DIRECTION: Arrange the stretch of the data from the line containing "[locate] distant hill" through the final line as a numbered list, omitting any blank lines.

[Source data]
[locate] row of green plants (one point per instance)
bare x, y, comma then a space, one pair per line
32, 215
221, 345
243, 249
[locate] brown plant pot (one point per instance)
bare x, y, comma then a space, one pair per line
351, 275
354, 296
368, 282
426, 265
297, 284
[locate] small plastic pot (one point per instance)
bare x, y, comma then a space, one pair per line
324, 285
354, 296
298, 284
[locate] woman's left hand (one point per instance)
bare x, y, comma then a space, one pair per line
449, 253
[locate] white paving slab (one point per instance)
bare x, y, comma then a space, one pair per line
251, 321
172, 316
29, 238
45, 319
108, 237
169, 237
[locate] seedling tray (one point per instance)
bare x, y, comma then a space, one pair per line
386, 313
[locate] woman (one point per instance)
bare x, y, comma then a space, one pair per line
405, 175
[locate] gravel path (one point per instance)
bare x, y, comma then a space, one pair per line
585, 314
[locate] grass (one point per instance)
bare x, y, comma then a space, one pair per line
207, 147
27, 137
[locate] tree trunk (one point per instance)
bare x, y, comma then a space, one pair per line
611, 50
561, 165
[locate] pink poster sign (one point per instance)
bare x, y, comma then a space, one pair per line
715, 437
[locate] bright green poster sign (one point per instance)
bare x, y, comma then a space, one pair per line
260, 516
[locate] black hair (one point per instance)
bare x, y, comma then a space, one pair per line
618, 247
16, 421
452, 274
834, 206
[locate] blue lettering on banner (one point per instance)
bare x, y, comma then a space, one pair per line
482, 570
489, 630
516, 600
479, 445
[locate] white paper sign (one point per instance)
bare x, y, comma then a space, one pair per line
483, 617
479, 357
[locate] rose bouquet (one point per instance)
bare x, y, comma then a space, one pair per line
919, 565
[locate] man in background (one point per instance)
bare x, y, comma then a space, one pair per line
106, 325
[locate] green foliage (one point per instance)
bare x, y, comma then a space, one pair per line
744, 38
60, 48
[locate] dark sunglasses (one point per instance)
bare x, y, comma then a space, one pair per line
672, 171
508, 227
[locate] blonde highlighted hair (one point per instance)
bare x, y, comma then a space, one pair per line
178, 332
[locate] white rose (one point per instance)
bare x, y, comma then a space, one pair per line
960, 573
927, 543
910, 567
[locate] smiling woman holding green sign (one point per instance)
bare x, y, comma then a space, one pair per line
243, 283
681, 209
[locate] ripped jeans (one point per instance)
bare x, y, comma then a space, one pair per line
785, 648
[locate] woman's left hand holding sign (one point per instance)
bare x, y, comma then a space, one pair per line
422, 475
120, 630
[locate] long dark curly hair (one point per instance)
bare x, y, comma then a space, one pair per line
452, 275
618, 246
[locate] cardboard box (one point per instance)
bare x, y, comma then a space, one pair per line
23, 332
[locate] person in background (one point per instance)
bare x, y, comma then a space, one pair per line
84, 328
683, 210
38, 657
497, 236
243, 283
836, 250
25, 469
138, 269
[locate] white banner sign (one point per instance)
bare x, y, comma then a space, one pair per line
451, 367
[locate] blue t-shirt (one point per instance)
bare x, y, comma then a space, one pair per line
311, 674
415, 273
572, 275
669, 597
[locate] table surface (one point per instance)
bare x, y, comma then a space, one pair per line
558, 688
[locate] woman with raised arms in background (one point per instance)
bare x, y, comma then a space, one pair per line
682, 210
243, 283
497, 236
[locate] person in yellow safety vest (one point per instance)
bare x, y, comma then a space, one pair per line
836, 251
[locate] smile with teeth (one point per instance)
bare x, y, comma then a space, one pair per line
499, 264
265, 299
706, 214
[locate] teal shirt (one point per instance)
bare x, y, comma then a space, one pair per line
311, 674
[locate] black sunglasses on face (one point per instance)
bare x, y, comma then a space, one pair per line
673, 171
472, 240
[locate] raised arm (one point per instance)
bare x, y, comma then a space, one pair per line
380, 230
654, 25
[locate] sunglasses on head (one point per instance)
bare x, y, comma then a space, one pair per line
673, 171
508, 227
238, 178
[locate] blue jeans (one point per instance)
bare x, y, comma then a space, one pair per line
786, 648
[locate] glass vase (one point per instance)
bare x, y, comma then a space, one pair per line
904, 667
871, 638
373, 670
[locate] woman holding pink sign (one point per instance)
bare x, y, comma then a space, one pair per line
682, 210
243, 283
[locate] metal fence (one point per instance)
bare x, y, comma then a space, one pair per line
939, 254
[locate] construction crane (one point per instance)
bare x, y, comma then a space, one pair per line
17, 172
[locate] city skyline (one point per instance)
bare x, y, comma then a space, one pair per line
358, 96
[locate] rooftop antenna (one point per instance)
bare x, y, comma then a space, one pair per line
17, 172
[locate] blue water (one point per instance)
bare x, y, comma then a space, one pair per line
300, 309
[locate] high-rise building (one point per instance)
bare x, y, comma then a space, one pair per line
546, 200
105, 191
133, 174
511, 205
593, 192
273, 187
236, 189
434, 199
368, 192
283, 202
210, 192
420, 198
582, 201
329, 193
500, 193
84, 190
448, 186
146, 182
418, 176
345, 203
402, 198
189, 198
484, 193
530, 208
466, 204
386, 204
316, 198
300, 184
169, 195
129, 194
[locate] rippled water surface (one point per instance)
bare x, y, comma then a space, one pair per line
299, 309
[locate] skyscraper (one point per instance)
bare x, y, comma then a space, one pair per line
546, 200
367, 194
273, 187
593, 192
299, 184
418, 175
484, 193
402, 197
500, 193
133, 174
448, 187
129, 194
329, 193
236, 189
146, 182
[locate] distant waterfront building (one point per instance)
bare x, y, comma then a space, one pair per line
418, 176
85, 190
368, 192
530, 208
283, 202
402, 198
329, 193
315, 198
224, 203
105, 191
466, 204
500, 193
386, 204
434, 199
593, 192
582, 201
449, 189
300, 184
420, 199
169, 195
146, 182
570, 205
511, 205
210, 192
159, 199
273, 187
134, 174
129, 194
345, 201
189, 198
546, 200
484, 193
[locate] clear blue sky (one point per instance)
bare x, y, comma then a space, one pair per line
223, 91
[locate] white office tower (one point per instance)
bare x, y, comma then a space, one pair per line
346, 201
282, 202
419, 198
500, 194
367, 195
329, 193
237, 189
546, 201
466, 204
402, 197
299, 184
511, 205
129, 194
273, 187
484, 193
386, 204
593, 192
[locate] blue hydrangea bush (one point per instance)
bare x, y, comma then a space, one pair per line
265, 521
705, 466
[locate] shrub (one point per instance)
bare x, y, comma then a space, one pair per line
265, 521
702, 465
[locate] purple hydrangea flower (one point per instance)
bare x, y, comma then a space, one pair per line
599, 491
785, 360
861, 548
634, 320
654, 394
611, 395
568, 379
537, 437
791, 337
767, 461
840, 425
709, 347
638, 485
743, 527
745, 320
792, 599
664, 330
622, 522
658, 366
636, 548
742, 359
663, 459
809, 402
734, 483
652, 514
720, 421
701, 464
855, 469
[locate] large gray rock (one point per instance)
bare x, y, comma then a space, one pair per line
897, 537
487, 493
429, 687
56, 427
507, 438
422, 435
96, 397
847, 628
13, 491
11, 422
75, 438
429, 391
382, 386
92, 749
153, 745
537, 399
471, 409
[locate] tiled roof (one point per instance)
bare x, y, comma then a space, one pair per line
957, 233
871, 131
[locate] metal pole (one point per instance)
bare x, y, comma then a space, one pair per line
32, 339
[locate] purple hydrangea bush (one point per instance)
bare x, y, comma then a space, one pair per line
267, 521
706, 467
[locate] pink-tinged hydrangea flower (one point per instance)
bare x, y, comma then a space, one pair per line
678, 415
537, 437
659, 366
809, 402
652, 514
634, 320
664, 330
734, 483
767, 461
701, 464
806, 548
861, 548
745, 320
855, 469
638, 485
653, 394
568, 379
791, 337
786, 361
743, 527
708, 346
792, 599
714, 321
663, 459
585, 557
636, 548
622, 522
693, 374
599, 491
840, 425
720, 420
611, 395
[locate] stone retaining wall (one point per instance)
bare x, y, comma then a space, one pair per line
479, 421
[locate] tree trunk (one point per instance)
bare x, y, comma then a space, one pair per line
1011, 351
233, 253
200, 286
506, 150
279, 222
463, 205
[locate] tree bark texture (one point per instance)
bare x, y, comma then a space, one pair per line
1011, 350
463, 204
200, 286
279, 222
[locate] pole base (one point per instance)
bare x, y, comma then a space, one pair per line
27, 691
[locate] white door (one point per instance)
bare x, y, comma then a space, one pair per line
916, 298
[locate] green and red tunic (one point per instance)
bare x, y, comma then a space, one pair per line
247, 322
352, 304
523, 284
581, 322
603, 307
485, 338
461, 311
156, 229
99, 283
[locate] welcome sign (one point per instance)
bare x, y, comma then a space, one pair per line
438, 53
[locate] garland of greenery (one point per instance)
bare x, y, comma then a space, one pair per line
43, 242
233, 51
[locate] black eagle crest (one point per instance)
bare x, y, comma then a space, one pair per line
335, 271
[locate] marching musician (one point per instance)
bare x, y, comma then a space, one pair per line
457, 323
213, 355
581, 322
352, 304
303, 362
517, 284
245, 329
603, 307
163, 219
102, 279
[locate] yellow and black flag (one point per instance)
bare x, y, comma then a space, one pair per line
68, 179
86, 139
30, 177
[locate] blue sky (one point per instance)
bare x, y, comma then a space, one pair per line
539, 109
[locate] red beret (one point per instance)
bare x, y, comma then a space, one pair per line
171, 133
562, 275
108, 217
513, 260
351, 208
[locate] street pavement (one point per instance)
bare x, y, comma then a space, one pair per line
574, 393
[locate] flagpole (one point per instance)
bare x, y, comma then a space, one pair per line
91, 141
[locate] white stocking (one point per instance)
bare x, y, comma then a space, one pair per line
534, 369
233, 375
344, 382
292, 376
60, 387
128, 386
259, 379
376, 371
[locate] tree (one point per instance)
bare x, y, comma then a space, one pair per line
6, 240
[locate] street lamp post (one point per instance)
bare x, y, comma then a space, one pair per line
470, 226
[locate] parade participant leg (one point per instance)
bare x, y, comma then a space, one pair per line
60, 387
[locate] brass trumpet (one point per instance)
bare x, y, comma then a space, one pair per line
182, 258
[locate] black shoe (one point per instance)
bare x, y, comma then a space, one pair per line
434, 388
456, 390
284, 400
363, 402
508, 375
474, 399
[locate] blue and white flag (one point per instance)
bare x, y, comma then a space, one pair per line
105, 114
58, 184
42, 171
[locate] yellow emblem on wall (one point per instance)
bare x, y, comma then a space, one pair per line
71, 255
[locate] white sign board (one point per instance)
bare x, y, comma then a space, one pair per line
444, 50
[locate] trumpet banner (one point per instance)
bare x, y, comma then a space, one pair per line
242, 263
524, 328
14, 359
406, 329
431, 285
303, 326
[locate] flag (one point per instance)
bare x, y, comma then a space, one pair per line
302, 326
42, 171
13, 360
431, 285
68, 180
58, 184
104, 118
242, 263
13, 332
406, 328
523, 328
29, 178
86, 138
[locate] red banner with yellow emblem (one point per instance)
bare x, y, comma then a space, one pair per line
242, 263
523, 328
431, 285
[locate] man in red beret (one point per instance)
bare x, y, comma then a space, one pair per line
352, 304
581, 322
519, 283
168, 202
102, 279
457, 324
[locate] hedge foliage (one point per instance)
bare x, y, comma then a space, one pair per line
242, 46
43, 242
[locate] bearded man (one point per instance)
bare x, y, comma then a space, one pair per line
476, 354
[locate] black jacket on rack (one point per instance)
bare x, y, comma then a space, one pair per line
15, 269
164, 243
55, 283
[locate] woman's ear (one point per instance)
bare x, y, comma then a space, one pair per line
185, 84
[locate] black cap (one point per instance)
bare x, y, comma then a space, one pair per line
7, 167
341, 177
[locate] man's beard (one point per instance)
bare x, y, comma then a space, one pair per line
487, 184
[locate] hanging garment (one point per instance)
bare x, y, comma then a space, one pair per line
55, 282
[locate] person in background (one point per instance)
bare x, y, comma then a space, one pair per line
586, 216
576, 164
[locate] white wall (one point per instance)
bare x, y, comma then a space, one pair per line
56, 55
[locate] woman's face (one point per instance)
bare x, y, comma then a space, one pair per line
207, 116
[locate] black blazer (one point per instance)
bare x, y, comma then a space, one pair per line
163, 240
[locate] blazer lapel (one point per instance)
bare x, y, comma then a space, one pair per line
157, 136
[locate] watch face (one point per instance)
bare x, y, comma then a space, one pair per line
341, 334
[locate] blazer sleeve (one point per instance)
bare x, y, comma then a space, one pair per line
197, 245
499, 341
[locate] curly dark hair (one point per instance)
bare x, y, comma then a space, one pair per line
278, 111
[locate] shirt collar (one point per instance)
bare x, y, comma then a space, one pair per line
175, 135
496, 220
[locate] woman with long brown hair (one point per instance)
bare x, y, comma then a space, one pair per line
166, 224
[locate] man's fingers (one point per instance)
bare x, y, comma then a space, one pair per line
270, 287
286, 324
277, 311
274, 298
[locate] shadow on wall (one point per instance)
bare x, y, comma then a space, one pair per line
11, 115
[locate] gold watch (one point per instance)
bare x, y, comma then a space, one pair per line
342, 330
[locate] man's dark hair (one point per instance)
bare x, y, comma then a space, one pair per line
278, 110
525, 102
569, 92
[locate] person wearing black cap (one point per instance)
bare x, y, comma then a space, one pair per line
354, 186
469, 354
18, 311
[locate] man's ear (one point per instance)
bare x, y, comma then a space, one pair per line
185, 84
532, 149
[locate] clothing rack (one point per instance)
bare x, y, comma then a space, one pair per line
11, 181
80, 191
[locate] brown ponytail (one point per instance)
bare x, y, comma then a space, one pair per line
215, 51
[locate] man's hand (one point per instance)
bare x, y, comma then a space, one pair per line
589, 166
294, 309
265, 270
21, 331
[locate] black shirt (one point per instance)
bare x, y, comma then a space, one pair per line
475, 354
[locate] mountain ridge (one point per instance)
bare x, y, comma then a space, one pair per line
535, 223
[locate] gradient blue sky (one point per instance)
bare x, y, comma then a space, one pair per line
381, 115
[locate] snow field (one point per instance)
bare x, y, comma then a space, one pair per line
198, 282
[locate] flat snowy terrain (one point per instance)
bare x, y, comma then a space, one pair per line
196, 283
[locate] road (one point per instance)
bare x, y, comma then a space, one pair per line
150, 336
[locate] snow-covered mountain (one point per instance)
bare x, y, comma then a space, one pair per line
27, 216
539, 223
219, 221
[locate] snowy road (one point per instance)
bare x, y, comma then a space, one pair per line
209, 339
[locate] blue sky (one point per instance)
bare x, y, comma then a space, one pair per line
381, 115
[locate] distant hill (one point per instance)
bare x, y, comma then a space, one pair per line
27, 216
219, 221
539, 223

EXERCISE RESPONSE:
1. [locate] distant hill (one point per instance)
2. bare x, y, comma then a space, one pair per line
3. 27, 216
4. 219, 221
5. 539, 223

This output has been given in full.